### Passage given
========================

Will Rogers has a quote that is as insightful as it is humorous. “There are three kinds of men. The one that learns by reading. The few who learn by observation. The rest of them have to pee on the electric fence for themselves.”
The word voraciously can be applied to describe my reading habits; however, I am not sure I learn anything more than various little facts that impress people at cocktail parties. Do I learn best by reading, watching, or doing?
When we lived in Iceland, I spent a couple weeks at a camp where I learned to ride in the proper English style. The experience retains a place inside me of profound adventure and excitement. One of the best parts of my youth.
So in 1983, we come back to visit some of my father’s family in Kentucky. When I went out front, I saw that there were some horses in a corral across the highway from my Uncle Frank’s and Aunt Reva’s place. What did I do? Wandered down and crossed the road—I needed to see these horses because they were a bit taller than the Icelandic horses.
When I got up to the pen, I noticed that a single wire kept the horses penned in their enclosure. I thought to myself, “Now who would try to keep horses in with a tiny little wire?” So, I grabbed it.
From out of nowhere, someone hit me with a baseball bat. I stepped back and looked around. Nothing. I shrugged and grabbed the wire again. And again someone dropped a ton of bricks on my 11-year-old person. But I was bound and determined to get into the pen. The bricks kept on pounding me.

========================

### Collected data
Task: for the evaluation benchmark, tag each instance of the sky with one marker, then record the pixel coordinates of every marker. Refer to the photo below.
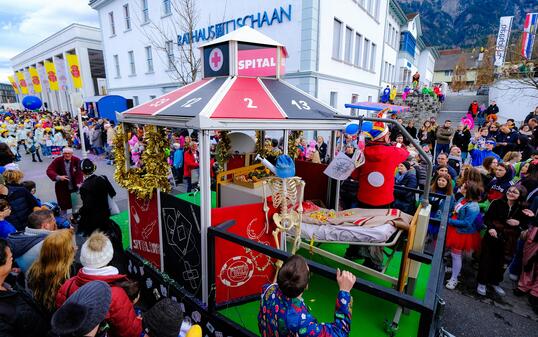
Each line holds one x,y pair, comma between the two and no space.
23,23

========================

### Instructions
- 1) According to the electric fence passage, where did the narrator learn to ride in the proper English style?
- 2) For each statement, say whether the electric fence passage agrees (yes or no), and quote the words from the passage that decide it.
(a) The visit to family in Kentucky took place in 1983.
(b) The horses in the Kentucky corral were shorter than the Icelandic horses.
(c) The narrator was 11 years old when grabbing the wire.

### Results in order
- 1) At a camp in Iceland.

- 2)
(a) Yes: "So in 1983, we come back to visit some of my father’s family in Kentucky."
(b) No: "they were a bit taller than the Icelandic horses"
(c) Yes: "my 11-year-old person"